### EXERCISE DIRECTIONS
Count how many lines of the entries below contain the word "door". Give only the number.

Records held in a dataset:

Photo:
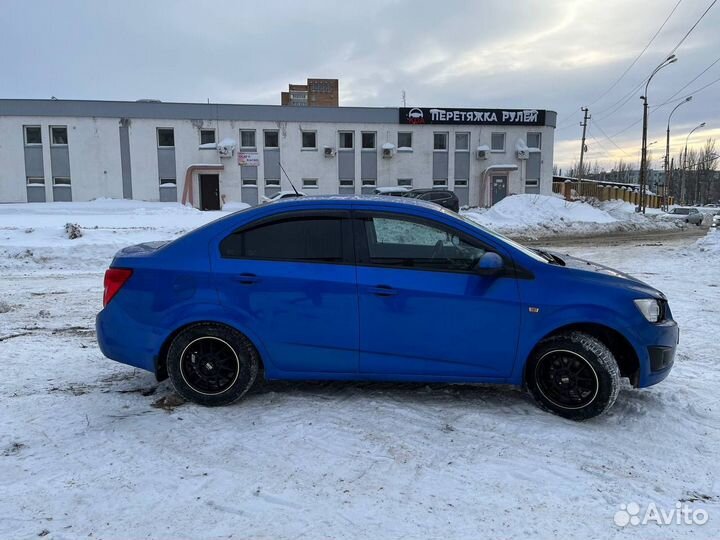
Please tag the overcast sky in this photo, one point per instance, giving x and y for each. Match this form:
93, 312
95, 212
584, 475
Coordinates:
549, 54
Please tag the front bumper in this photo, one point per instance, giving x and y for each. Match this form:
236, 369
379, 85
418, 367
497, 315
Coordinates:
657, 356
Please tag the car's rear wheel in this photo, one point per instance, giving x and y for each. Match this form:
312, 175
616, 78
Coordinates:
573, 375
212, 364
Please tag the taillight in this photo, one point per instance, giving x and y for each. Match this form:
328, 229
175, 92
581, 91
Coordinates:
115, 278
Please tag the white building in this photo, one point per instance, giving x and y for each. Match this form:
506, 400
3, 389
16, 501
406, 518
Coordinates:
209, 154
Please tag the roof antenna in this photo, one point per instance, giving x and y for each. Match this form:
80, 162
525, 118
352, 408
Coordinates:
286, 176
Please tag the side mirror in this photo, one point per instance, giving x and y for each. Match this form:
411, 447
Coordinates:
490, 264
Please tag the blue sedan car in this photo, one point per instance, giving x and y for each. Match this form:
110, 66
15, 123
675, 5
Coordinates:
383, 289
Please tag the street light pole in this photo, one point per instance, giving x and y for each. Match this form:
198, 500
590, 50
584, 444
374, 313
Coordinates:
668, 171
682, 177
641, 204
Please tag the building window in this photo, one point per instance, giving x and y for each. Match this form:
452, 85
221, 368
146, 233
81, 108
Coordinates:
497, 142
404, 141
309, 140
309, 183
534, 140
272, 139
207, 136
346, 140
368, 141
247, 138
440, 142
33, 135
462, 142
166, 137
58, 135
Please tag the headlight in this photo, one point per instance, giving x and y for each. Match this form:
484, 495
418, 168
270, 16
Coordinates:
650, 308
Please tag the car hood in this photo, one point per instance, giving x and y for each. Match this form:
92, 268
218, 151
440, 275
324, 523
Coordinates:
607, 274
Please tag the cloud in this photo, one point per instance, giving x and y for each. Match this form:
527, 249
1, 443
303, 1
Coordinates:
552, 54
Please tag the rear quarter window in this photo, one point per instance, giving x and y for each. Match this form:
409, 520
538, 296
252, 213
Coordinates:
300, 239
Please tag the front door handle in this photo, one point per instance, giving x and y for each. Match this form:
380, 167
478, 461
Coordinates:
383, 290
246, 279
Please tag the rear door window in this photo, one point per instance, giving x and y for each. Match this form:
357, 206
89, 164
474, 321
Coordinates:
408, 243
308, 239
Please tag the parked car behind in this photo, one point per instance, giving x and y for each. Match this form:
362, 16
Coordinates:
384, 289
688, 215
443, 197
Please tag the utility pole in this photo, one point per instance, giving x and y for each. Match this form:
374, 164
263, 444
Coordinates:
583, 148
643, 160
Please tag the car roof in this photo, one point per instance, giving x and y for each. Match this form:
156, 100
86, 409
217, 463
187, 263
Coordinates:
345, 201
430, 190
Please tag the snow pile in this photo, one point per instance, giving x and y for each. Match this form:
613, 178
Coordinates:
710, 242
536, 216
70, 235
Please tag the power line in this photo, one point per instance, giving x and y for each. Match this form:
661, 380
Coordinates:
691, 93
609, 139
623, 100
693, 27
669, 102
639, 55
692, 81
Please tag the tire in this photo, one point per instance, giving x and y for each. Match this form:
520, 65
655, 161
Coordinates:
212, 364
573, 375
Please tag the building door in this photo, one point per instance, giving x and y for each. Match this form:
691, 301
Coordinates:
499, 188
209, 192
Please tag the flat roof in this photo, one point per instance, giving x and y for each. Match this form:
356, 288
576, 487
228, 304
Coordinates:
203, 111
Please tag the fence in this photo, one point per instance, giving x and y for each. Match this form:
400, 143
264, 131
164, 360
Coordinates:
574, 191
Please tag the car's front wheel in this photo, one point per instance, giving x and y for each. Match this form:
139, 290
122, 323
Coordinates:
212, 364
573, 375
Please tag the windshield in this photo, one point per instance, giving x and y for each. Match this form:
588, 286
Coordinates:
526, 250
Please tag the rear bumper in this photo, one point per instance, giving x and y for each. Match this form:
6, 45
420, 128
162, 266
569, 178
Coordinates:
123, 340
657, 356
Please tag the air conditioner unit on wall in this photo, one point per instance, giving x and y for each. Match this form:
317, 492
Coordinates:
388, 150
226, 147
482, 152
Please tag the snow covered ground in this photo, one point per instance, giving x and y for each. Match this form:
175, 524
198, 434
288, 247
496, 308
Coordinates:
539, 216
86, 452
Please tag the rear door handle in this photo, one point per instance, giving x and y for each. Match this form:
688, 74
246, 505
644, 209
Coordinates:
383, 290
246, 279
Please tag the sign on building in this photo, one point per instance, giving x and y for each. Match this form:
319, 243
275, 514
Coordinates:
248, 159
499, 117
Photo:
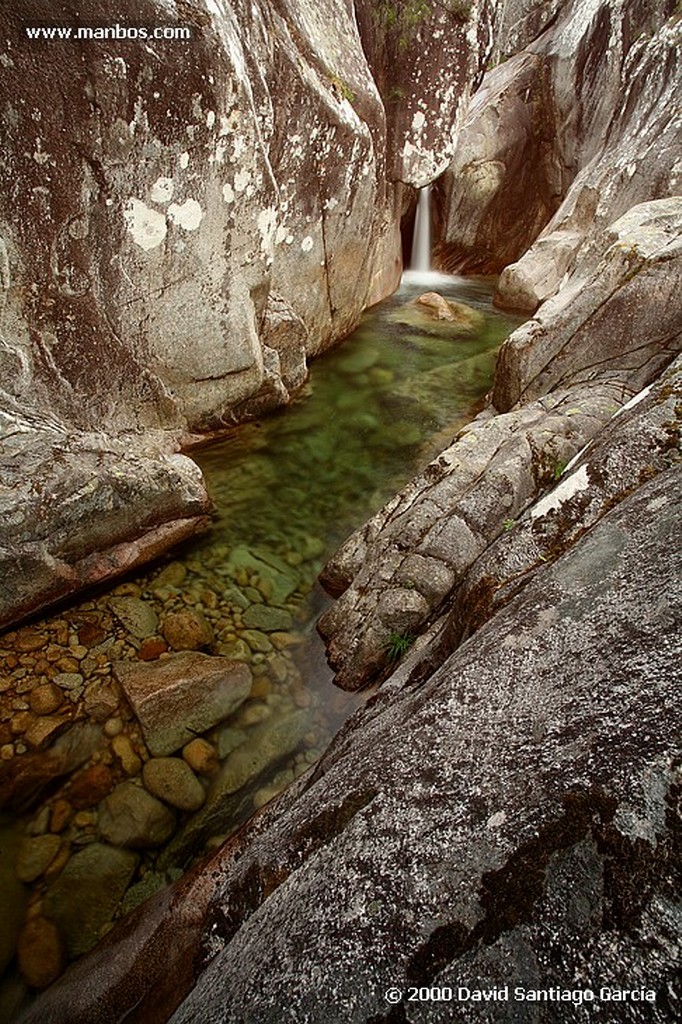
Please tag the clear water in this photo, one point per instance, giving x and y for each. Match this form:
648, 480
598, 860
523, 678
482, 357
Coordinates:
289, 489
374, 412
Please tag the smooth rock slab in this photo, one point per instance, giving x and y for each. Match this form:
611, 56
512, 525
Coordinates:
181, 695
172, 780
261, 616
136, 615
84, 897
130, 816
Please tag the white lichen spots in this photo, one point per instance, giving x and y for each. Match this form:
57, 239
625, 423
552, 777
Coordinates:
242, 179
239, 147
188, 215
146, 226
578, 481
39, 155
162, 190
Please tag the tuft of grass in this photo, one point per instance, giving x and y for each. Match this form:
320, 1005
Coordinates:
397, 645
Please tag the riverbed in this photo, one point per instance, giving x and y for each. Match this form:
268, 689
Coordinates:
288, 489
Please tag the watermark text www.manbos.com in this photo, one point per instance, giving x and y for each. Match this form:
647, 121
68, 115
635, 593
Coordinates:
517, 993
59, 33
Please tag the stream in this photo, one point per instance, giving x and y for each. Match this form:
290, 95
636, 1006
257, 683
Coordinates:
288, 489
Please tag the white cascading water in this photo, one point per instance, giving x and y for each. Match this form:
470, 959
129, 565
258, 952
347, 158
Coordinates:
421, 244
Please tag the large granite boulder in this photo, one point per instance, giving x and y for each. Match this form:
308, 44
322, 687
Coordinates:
---
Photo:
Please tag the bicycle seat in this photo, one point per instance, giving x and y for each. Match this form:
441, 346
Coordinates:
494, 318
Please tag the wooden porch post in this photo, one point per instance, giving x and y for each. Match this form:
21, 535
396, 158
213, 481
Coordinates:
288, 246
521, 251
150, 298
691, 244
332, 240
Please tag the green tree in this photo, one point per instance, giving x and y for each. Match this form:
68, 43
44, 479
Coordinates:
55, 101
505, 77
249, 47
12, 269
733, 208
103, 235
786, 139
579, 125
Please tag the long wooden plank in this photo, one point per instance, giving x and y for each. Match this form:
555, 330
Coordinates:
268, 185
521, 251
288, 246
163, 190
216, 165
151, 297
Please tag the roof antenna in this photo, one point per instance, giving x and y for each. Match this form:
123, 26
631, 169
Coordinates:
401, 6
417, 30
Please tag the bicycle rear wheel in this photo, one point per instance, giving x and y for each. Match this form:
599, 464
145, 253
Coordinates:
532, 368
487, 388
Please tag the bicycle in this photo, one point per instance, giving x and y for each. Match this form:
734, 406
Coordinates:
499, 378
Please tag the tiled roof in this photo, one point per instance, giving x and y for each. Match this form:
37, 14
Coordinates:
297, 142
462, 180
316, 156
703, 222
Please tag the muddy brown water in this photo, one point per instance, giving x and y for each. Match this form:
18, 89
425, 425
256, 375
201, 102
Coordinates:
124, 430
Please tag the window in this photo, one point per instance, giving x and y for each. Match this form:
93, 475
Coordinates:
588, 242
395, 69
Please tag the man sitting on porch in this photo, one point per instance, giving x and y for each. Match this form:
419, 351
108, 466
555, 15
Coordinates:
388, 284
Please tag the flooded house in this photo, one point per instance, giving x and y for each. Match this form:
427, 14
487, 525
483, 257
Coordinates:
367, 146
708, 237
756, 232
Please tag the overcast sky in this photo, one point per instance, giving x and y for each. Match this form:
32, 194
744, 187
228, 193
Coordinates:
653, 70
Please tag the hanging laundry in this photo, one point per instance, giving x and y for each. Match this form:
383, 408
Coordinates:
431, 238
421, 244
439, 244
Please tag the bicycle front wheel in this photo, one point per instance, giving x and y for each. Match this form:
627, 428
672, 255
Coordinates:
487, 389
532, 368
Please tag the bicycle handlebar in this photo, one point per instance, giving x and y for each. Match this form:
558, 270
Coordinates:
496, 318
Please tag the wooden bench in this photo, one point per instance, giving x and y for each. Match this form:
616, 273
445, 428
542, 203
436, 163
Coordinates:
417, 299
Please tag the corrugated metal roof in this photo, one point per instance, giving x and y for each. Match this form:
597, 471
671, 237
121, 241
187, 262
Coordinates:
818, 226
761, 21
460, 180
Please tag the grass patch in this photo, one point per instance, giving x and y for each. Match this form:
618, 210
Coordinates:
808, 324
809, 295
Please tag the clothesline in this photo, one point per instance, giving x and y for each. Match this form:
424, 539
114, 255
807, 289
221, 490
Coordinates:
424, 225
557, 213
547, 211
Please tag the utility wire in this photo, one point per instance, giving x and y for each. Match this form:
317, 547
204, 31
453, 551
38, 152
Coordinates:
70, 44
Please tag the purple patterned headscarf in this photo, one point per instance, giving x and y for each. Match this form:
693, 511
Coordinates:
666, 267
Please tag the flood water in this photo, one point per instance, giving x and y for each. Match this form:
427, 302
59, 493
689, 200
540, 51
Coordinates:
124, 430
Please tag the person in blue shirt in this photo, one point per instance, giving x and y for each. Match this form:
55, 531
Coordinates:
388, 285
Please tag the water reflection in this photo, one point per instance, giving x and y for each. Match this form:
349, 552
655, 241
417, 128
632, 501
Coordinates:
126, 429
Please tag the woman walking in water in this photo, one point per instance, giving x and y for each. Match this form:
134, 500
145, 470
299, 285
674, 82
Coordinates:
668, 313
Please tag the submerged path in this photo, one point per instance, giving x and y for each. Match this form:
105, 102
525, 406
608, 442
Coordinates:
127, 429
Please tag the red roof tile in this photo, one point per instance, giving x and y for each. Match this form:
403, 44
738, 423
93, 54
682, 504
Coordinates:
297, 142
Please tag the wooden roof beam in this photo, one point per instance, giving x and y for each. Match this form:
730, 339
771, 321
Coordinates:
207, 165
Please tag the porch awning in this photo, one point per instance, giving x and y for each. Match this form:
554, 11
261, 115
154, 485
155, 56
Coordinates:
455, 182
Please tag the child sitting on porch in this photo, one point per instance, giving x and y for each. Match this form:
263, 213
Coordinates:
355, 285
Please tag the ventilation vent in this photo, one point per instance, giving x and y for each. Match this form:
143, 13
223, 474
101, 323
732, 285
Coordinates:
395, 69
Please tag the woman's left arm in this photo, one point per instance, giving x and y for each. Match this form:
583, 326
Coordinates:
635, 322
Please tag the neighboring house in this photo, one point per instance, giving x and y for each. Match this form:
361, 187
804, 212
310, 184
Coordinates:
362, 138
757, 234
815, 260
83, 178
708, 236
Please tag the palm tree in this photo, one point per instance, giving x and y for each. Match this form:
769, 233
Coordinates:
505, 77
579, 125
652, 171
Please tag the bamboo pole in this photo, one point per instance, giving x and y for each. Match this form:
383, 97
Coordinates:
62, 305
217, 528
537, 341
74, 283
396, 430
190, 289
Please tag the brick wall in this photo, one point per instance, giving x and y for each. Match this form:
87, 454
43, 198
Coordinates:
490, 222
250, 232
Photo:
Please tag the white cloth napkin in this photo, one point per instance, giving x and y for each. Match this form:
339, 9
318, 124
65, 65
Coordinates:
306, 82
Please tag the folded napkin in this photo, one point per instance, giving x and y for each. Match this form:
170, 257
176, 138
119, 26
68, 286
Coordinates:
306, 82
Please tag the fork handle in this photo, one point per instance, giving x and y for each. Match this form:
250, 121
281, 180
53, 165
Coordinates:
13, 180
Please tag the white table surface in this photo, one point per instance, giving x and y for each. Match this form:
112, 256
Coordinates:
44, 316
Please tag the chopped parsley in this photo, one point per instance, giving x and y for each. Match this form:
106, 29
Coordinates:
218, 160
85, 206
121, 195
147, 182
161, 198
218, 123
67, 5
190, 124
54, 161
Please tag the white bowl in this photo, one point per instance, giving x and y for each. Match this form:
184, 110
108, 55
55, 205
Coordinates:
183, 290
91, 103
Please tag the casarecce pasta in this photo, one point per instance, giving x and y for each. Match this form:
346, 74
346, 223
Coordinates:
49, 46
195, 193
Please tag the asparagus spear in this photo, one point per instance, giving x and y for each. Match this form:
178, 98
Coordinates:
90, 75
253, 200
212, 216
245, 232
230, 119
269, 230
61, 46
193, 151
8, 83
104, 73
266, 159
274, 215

### TASK RESULT
4